- **DATA FOR REVIEW**:
::::

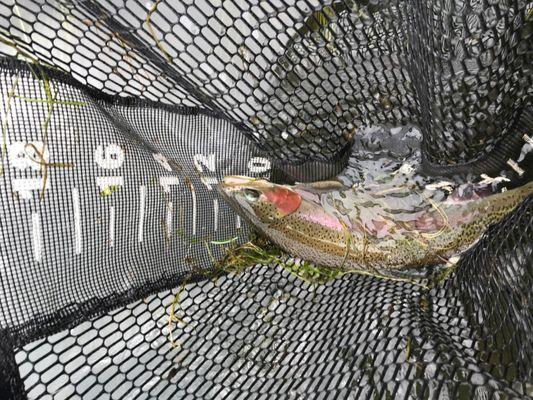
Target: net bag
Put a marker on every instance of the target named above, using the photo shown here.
(119, 118)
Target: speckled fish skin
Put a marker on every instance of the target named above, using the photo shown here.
(368, 229)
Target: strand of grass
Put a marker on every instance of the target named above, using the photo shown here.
(172, 314)
(10, 96)
(213, 260)
(51, 98)
(42, 161)
(55, 102)
(223, 242)
(152, 32)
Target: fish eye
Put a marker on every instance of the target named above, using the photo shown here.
(251, 194)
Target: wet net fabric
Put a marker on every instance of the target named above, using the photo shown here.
(119, 118)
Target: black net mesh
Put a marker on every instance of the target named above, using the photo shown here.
(119, 118)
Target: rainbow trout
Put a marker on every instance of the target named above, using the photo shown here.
(368, 229)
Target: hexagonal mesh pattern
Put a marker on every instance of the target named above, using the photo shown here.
(264, 335)
(118, 119)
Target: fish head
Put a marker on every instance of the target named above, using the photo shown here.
(259, 201)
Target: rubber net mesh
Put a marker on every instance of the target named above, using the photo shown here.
(119, 118)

::::

Give back the whole listing exactly as it stands. No pictures belong in the copy.

Target: net bag
Put a marker on every instance of the target named above, using the photo shown here.
(119, 118)
Target: speckled fish skin
Put a marker on every instance of the target named above, using the photo shown here.
(368, 229)
Target: strand of grass
Put a marker on every instance of the target named above, using the photo shown here.
(172, 314)
(10, 96)
(213, 260)
(51, 98)
(42, 161)
(55, 102)
(223, 242)
(152, 32)
Target: fish eye
Put a marker on every instance of the target named above, using the photo shown here.
(251, 194)
Target: wet net fabric
Put a marker on every instance of the target named above, using the photo shown here.
(119, 118)
Target: black net mesh
Put a marker on every instance of the target named above, using the photo shown here.
(119, 118)
Target: rainbow trout
Put a marker on every instance of the target named above, using the photo shown here.
(368, 229)
Target: hexagonal mesh pattern
Put a marker on every instance of the target named above, using the photo shown here.
(264, 335)
(118, 119)
Target: fish head
Put a marker on every instance of the target named above, using the photo shown here.
(259, 201)
Target: rubber net mesh
Put a marker on every instance of the target named above, using the photo shown here.
(119, 118)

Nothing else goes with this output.